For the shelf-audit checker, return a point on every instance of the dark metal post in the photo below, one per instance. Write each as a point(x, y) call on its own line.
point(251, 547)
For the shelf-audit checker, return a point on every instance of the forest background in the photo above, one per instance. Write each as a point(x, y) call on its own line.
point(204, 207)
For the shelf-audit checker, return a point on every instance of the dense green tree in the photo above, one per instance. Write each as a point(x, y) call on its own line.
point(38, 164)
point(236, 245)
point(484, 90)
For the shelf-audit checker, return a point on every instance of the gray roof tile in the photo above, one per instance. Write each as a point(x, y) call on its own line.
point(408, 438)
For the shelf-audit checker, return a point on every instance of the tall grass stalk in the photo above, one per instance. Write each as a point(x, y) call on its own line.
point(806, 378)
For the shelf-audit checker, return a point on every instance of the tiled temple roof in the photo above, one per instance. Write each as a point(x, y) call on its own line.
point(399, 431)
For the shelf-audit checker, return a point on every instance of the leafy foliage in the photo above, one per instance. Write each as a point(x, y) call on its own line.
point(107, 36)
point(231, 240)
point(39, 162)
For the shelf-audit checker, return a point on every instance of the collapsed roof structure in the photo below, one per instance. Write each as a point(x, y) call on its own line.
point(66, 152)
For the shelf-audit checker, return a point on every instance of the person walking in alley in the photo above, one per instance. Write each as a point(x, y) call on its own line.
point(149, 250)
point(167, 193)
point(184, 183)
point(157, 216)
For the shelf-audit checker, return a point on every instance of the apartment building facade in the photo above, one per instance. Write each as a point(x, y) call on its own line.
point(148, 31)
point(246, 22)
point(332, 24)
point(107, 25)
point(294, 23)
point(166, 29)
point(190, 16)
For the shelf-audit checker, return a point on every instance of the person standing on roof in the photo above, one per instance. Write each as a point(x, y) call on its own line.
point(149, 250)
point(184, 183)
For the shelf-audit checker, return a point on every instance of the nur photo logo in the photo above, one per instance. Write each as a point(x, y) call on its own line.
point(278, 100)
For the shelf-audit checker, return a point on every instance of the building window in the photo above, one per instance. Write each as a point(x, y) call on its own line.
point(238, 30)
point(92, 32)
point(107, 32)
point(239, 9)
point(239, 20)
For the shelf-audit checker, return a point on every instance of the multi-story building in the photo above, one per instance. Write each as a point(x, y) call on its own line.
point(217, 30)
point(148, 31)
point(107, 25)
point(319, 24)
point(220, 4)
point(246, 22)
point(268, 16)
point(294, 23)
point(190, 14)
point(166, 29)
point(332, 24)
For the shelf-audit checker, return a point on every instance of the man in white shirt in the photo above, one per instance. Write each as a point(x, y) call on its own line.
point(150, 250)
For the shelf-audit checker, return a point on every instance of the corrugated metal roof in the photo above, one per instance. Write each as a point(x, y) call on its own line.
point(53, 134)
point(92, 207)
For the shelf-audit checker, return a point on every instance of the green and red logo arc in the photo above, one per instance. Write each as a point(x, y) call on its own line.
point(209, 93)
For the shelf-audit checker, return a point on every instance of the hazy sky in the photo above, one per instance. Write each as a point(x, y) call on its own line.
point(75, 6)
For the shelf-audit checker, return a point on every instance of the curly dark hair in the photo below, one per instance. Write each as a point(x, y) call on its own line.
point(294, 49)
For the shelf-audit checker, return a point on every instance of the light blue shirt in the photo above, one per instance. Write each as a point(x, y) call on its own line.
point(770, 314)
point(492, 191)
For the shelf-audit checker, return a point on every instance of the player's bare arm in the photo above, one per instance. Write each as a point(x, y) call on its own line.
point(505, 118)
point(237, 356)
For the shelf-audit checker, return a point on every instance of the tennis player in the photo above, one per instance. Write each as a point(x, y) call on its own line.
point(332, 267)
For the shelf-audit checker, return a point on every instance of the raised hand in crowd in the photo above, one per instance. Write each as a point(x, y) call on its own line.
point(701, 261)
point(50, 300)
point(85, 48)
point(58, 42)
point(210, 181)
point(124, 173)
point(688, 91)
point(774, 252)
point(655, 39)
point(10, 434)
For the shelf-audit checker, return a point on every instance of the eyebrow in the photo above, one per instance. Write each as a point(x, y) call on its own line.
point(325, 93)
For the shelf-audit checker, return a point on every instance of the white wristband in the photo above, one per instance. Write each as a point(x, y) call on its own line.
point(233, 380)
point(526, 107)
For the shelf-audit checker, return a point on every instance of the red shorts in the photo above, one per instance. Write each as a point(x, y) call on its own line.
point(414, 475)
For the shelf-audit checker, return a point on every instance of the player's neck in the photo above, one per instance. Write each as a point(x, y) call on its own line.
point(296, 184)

=-=-=-=-=

- _WHAT IS REQUIRED_
Repeat every entry word for word.

- _THE SOLUTION_
For the shelf-audit checker, return a point on every instance of the dark metal post in the photo below, one per instance. Write each as a point(x, y) call on its own line.
point(251, 547)
For the shelf-audit checker, return a point on every instance of the forest background in the photo above, one per instance. Write each as a point(x, y) call on its own line.
point(204, 207)
For the shelf-audit checker, return a point on every instance of the dense green tree in the photo above, one per instance. Write each as a point(x, y) call on its own line.
point(38, 164)
point(236, 245)
point(484, 90)
For the shelf-audit checker, return a point on every instance of the gray roof tile in the photo above, one per instance. Write each as a point(x, y) call on its own line.
point(408, 438)
For the shelf-audit checker, return a point on every instance of the tall grass stalk in the photo above, one per instance. Write each as a point(x, y) call on its own line.
point(806, 378)
For the shelf-audit checker, return a point on every instance of the tiled temple roof in the photo above, one per instance. Write each as a point(x, y) call on its own line.
point(399, 431)
For the shelf-audit checker, return a point on every instance of the leafy foliage in the photo above, one per instance. Write each as a point(x, y) call on its own line.
point(107, 36)
point(231, 240)
point(39, 162)
For the shelf-audit checker, return a point on every instance of the collapsed roof structure in the photo below, one per instance. Write each as a point(x, y) call on its own line.
point(66, 152)
For the shelf-audit checker, return a point on every instance of the person walking in alley in the photo above, one per instance. Write each as a point(x, y) call on its own line.
point(149, 250)
point(167, 193)
point(184, 183)
point(157, 216)
For the shelf-audit checker, return a point on every instance of the apartment building facade in the photo above, one per instance. Write each as a point(x, y) call on its own line.
point(148, 31)
point(246, 22)
point(332, 24)
point(107, 25)
point(294, 23)
point(166, 29)
point(190, 16)
For the shelf-audit checker, return a point on every instance of the person standing on roof in the photo above, one per instance. Write each as a point(x, y) call on its own line.
point(149, 250)
point(184, 183)
For the shelf-audit checker, return a point on every instance of the nur photo logo in the photo above, one per instance. Write each as a point(x, y) call on its own line.
point(278, 100)
For the shelf-audit checker, return a point on every instance of the building window in the photo above, one per instance. Write each as a point(x, y) call on its own line.
point(238, 30)
point(92, 32)
point(107, 32)
point(239, 9)
point(239, 20)
For the shelf-audit checker, return a point on every instance of the multi-story building in the photo above, one per instance. Write each as a point(x, y) call on its own line.
point(217, 30)
point(148, 31)
point(107, 25)
point(319, 24)
point(220, 4)
point(246, 22)
point(268, 16)
point(294, 23)
point(190, 14)
point(166, 29)
point(332, 24)
For the shelf-audit checker, return a point on every instance of the man in white shirt in the photo above, one per instance. Write each as a point(x, y) call on its own line.
point(150, 250)
For the shelf-audit checker, return a point on every instance of the corrugated metal roof in the photo above, one per instance. Write each as a point(x, y) call on its own line.
point(53, 134)
point(92, 207)
For the shelf-audit checker, return a point on every instance of the green and red logo arc in the photo above, one per instance. Write each as a point(x, y) call on its own line.
point(209, 93)
For the shelf-audit checker, return a point on every instance of the hazy sky in the photo above, one per instance. Write each as a point(x, y) call on its own line.
point(75, 6)
For the shelf-audit checker, return a point on every instance of the curly dark hair in the photo below, one per instance. Write each as a point(x, y) call on its own line.
point(294, 49)
For the shelf-audit checker, return a point on every instance of the light blue shirt in the photo above, one per instance. Write each as a point(x, y) call on its own line.
point(770, 314)
point(492, 191)
For the shelf-audit checker, return a point on every instance of the player's bare arm in the photo above, one per instance. Write each as a point(x, y) call on its own line.
point(505, 118)
point(237, 356)
For the shelf-audit checker, return a point on every instance of the tennis player in the photo above, one per instance. Write each as a point(x, y) call on its own line.
point(332, 267)
For the shelf-audit checker, return a point on every instance of the raised hand in crowd in the photo above, one per instance. Write each as a point(x, y) call on its own line.
point(701, 261)
point(50, 300)
point(85, 48)
point(58, 42)
point(210, 181)
point(124, 173)
point(688, 91)
point(774, 252)
point(655, 39)
point(10, 434)
For the shelf-audit checker, return a point on every instance of the eyebrow in the photo above, one per instance. Write each as a point(x, y) call on its own line.
point(325, 93)
For the shelf-audit checker, return a point on every instance of the white wristband in the photo above, one per instance. Write each as a point(x, y) call on its own line.
point(233, 380)
point(526, 107)
For the shelf-audit checker, return a point on every instance of the red shorts in the photo above, one per instance. Write each as a point(x, y) call on its own line.
point(414, 475)
For the shelf-audit checker, return a point on every instance of the player's neck in the photo above, one per instance. Write each as a point(x, y) call on its own line.
point(296, 184)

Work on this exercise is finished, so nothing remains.